*** Document text Section Begins ***

= Magnetic-targeted carrier =

Magnetic-targeted carriers, also known as MTCs or magnetic vehicles, are micro- or nanoparticles that carry an anticancer drug to the target site by using an external magnetic field and field gradient to direct the desired drug. Usually, the complex involves microscopic beads of activated carbon, which bind the anticancer drug. A magnet applied from outside the body then can direct the drug to the tumor site. This can keep a larger dose of the drug at the tumor site for a longer period of time, and help protect healthy tissue from the side effects of chemotherapy.

==Composition and characteristics==

The use of MTCs as therapeutic agents for oncology treatment has been increasing exponentially over the past decade. Currently the magnetic vehicle composition relies on the properties of the magnetic component, which is usually ferromagnetic, ferrimagnetic or superparamagnetic, owing to their ability of expressing strong magnetization in the same direction of the external magnetic field while also retaining their magnetization once the external magnetic field is removed.

Magnetic vehicles have been focusing on the particle size, aiming to have the MTCs in the nanoscale, which is mainly due to the fact that ferromagnetic and ferrimagnetic materials show remnant magnetization with and without the external magnetic field, which in turn causes particle aggregation complications. Very small nanoparticles exhibit superparamagnetic properties, which are able to obtain a high degree of magnetization while being able to avoid the particle aggregation issue caused by remnant magnetization. Iron oxide is a common metal used for this purpose, which is usually used as magnetite, maghemite or a combination of the two, due to their high magnetization values between the different iron oxides. Iron oxide gives the impression of lacking remnant magnetization even though magnetite and maghemite are ferromagnetic due to thermal fluctuations, which mostly accounts for the internal interactions of the particles affecting energy densities.

*** Document text Section Ends ***
*** Information Section Begins ***

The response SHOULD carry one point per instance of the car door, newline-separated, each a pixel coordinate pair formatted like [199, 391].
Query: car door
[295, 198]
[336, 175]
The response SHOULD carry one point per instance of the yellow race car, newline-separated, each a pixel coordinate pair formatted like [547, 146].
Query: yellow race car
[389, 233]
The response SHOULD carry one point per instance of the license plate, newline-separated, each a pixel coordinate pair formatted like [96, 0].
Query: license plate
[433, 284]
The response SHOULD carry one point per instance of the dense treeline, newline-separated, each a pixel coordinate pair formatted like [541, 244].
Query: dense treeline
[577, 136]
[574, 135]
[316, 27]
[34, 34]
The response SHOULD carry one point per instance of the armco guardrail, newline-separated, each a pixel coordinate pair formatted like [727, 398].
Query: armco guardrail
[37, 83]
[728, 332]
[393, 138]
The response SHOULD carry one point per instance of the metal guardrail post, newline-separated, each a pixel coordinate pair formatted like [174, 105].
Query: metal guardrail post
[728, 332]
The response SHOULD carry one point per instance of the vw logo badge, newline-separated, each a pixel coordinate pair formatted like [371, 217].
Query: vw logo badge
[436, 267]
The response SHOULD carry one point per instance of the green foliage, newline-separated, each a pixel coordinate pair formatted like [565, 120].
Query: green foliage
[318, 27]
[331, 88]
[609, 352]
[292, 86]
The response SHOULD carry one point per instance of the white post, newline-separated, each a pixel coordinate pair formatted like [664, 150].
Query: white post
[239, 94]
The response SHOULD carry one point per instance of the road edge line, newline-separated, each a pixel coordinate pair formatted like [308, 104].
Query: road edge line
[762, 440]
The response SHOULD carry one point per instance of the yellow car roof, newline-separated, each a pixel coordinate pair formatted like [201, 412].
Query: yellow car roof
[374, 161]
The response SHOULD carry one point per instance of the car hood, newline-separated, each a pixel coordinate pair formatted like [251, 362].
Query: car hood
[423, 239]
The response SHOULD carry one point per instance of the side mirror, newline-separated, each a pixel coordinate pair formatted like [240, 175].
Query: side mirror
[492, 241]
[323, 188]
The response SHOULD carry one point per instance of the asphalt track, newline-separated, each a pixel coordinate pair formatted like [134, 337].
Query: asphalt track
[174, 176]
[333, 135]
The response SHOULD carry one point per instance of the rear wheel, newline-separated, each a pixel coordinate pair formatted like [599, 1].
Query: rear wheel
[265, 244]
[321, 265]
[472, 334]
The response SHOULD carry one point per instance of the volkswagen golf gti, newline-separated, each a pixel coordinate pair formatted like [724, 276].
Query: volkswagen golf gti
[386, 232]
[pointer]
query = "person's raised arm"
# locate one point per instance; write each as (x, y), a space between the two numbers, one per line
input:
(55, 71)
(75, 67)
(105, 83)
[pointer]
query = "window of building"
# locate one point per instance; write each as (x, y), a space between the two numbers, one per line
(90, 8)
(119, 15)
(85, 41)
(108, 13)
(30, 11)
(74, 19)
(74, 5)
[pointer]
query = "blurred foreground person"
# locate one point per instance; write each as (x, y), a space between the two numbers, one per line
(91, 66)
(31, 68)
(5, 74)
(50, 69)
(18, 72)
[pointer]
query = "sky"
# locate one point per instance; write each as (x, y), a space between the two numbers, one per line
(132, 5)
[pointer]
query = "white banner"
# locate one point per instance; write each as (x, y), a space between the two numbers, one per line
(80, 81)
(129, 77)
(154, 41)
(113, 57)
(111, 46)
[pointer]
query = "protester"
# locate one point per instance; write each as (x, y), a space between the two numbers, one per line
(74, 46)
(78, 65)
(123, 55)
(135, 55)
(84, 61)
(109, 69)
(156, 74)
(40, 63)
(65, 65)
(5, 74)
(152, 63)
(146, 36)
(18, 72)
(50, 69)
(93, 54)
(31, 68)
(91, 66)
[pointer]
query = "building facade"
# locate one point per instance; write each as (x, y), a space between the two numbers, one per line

*** Information Section Ends ***

## Exercise A
According to the article on magnetic-targeted carriers, in what forms is iron oxide usually used?
## Exercise B
Rewrite more briefly the paragraph of the article on magnetic-targeted carriers that begins "Magnetic vehicles have been focusing on the particle size", keeping its main facts.

## Response A
Iron oxide is usually used as magnetite, maghemite, or a combination of the two.

## Response B
Magnetic vehicles aim for nanoscale particles. Ferromagnetic and ferrimagnetic materials keep remnant magnetization with or without an external magnetic field, and this causes particle aggregation. Very small nanoparticles are superparamagnetic, so they reach high magnetization without that aggregation problem. Iron oxide is commonly used for its high magnetization values, usually as magnetite, maghemite, or both. Magnetite and maghemite are ferromagnetic, but thermal fluctuations make iron oxide seem to lack remnant magnetization.